Architecture

speech-swift is organized as a modular Swift package with shared protocols, independent model modules, and a unified CLI. All inference runs on-device using MLX (Metal GPU) or CoreML (Neural Engine).

Module Dependency Graph

                    ┌──────────┐
                    │ AudioCLI │  (entry point)
                    └────┬─────┘
                         │
                  ┌──────┴──────┐
                  │ AudioCLILib │  (commands)

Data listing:
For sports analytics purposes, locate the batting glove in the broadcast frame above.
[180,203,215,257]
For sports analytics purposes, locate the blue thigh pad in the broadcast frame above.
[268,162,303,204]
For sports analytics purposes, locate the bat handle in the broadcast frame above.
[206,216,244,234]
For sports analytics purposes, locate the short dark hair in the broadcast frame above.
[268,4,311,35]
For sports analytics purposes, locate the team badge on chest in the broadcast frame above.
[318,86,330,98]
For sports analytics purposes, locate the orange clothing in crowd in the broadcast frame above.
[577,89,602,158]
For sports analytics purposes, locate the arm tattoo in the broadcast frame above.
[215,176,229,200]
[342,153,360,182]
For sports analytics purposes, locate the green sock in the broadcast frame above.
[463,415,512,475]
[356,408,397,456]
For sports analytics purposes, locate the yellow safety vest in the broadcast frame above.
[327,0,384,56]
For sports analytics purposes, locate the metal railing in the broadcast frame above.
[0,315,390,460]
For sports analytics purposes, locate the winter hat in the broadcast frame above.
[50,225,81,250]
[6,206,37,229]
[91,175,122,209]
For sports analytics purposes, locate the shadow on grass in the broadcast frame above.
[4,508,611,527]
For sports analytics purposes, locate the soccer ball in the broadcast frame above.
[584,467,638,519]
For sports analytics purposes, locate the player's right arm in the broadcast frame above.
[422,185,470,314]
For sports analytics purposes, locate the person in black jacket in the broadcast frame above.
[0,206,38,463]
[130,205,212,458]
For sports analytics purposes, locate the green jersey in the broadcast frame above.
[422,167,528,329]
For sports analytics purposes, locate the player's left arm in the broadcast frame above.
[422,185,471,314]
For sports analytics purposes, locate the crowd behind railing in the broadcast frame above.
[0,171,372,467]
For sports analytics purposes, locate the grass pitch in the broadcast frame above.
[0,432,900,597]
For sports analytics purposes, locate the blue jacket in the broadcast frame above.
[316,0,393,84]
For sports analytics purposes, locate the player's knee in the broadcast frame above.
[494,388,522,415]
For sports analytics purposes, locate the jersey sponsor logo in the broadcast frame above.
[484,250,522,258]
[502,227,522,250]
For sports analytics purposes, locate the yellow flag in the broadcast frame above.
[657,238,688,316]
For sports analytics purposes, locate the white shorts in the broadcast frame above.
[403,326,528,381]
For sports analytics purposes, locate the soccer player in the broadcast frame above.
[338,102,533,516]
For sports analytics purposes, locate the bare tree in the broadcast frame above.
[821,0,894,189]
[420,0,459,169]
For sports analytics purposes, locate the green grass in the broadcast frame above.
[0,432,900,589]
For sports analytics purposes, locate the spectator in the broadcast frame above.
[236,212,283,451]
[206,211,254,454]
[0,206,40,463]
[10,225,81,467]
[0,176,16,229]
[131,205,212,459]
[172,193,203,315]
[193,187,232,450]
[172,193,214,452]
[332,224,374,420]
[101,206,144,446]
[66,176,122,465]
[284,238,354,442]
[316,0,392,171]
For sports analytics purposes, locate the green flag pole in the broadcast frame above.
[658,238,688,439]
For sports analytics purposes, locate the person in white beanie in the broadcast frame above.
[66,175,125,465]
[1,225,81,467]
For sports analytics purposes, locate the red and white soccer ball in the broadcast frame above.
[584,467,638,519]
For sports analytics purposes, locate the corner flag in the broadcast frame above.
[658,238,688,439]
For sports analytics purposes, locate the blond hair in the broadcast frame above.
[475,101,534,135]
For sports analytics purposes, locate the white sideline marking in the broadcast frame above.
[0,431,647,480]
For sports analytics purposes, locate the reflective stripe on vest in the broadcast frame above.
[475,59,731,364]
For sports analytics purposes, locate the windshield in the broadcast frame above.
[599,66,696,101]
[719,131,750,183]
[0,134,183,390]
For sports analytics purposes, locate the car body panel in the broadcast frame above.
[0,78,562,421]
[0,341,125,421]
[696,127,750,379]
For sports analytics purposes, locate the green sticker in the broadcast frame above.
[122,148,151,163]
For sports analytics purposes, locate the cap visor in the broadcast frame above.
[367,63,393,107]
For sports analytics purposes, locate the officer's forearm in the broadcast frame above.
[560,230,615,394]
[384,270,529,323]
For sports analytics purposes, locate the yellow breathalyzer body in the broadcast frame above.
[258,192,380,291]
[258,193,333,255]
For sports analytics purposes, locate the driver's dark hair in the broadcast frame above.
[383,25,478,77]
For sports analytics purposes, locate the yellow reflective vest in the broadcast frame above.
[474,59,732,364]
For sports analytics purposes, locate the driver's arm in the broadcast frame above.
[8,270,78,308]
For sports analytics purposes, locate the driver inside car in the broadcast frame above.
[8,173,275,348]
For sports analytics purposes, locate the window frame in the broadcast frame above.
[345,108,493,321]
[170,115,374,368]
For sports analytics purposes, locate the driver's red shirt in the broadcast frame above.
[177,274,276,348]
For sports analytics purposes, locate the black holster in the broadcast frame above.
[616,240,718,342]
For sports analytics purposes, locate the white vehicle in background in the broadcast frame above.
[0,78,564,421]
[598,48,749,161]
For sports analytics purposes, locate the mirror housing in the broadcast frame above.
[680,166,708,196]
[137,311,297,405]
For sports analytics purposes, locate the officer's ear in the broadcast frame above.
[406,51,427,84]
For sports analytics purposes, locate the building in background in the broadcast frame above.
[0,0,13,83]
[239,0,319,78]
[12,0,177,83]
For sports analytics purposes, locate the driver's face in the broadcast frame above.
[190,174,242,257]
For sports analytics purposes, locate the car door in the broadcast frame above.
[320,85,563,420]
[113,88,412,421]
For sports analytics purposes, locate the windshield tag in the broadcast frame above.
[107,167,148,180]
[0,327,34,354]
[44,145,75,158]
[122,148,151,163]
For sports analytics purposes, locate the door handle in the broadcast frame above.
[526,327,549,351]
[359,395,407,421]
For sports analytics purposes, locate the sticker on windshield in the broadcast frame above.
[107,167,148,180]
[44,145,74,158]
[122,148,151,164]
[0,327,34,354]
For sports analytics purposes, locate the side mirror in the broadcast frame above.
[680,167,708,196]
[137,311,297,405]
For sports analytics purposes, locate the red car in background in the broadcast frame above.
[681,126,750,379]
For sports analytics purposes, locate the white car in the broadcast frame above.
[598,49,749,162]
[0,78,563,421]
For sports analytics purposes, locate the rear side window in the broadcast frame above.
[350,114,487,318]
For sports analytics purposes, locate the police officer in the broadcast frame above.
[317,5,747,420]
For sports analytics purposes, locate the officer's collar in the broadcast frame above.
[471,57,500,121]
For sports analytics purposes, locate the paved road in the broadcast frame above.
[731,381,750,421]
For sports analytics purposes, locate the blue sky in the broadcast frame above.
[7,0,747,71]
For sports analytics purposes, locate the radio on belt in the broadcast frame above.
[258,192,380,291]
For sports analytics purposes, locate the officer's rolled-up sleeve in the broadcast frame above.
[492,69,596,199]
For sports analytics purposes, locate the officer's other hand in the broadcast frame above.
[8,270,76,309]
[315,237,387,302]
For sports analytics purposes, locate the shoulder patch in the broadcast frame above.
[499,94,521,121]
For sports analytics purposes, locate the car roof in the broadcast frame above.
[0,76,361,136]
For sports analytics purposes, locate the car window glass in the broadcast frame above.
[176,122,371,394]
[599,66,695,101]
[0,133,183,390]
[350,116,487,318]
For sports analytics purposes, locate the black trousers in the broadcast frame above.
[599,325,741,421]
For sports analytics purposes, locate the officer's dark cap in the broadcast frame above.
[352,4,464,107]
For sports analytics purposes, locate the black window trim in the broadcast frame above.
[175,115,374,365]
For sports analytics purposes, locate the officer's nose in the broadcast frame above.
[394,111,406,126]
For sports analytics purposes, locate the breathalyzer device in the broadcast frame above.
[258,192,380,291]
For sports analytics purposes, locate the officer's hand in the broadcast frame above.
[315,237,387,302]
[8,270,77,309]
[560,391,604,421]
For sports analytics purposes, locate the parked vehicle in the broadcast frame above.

### Tasks
a - For each statement below, say whether it agrees with the speech-swift architecture text. Answer yes or no, and quote the exact words of the text that decide it. (i) All inference in speech-swift runs on-device. (ii) speech-swift is built as one monolithic module with no shared protocols. (iii) CoreML is used with the Neural Engine.
b - Copy the records from their first line through the line containing "[130,205,212,458]", changing every "broadcast frame" to "video still" and leaving all else unchanged.

### Results
a -
(i) Yes: "All inference runs on-device using MLX (Metal GPU) or CoreML (Neural Engine)."
(ii) No: "speech-swift is organized as a modular Swift package with shared protocols, independent model modules, and a unified CLI."
(iii) Yes: "CoreML (Neural Engine)"

b -
For sports analytics purposes, locate the batting glove in the video still above.
[180,203,215,257]
For sports analytics purposes, locate the blue thigh pad in the video still above.
[268,162,303,204]
For sports analytics purposes, locate the bat handle in the video still above.
[206,216,244,234]
For sports analytics purposes, locate the short dark hair in the video still above.
[268,4,311,35]
For sports analytics purposes, locate the team badge on chest in the video still above.
[318,86,330,98]
For sports analytics purposes, locate the orange clothing in crowd in the video still above.
[577,89,602,158]
For sports analytics purposes, locate the arm tattoo in the video still above.
[215,176,229,200]
[342,153,360,182]
For sports analytics purposes, locate the green sock in the video still above.
[463,415,512,475]
[356,408,397,456]
For sports analytics purposes, locate the yellow safety vest in the video still above.
[327,0,384,56]
For sports analytics purposes, locate the metal railing in the video still above.
[0,315,390,460]
For sports analytics purposes, locate the winter hat in the video still above.
[50,225,81,250]
[6,206,37,229]
[91,175,122,209]
For sports analytics purposes, locate the shadow on grass in the video still above.
[4,508,611,527]
For sports analytics purposes, locate the soccer ball in the video still above.
[584,467,638,519]
For sports analytics purposes, locate the player's right arm in the video still above.
[422,185,470,314]
For sports analytics purposes, locate the person in black jacket in the video still above.
[0,206,38,463]
[130,205,212,458]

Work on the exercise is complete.